- **Исходный отрывок**:
◇ ◇ ◇
Дневник инока

Но ближе всех ко мне, пожалуй, был Арсений[87], архиепископ Царицынский. Ходил он в наш монастырь часто и служил у нас по праздникам. Более тактичного, сдержанного человека я не встречал. Мед знания он собирал не только с цветов отеческих творений.

Это была разносторонняя натура, он был знаком с произведениями и светских писателей — русских и иностранных. При всем том Преосвященному Арсению были не чужды мистический взгляд на православную веру и высокий молитвенный порыв. Благодать Божия растворяла в нем здоровый жизненный практицизм и постепенно возвышала его до уровня"совершенного человека, на всякое благо дело уготованного".

То в Даниловом монастыре, то в Покровском за десять лет мне неоднократно приходилось встречаться с рядом епископов. Из них архиепископ Феодор выделялся глубиной умозрительного усвоения христианства; Аверкий, архиепископ Житомирский, — детской невинностью; Амвросий, епископ Вологодский, — жизнерадостностью; Прокопий, архиепископ Херсонский, — знанием важных мест из творений преподобного Ефрема Сирина; Амвросий, епископ Каменец–Подольский, — основательностью изложения нравственного учения христианства; Ириней, епископ Елабужский, — сердечностью; Иринарх, епископ Киришский, отличался благодатностью проповеди; Герман, епископ Волоколамский, — юношески пламенным раскрытием опытного постижения веры; Варлаам, архиепископ Псковский, — старчески мудрым характером проповеди и подходом к каждому человеку; Парфений, епископ Ананьевский, производил впечатление сурового аскета. Были впечатления и иного толка. Так, Иларион[88], архиепископ Верейский, запомнился легковесностью слова; Иов, епископ Пятигорский, представлял собой довольно бесцветную личность; таков же был Валериан, епископ Проскуровский.
◇ ◇ ◇
- **Письменное задание**: Перепишите часть дневника инока, начиная со слов "Но ближе всех" и далее вплоть до слов "цветов отеческих творений.", заменив "по праздникам" на "по воскресеньям".

[Строки из набора данных]
◇ ◇ ◇
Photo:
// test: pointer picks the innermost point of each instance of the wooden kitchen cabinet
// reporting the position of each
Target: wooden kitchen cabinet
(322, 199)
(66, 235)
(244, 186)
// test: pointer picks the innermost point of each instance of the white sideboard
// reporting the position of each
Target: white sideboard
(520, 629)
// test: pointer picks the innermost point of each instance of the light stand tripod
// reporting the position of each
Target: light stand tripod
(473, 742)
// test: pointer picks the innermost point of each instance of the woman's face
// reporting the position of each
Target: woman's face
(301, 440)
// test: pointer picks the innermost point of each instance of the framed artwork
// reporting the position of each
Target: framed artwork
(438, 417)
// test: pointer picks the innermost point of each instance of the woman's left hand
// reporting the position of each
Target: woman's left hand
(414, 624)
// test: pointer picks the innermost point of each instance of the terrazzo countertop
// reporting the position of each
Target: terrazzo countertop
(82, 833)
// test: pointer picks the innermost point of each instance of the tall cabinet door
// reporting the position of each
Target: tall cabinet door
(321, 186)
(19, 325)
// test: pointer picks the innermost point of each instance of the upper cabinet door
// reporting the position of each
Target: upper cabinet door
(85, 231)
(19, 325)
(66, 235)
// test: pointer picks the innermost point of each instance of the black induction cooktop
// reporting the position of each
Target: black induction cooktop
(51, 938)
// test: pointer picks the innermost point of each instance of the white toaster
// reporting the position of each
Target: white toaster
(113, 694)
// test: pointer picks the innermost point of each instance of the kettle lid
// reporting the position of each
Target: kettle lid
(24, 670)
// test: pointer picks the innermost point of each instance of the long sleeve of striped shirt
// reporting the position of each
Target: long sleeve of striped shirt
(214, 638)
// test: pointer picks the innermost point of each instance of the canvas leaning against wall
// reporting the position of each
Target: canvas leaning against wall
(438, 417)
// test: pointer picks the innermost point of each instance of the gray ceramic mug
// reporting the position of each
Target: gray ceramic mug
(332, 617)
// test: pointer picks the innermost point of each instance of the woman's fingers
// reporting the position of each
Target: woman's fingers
◇ ◇ ◇
- **Верный результат**:
Но ближе всех ко мне, пожалуй, был Арсений[87], архиепископ Царицынский. Ходил он в наш монастырь часто и служил у нас по воскресеньям. Более тактичного, сдержанного человека я не встречал. Мед знания он собирал не только с цветов отеческих творений.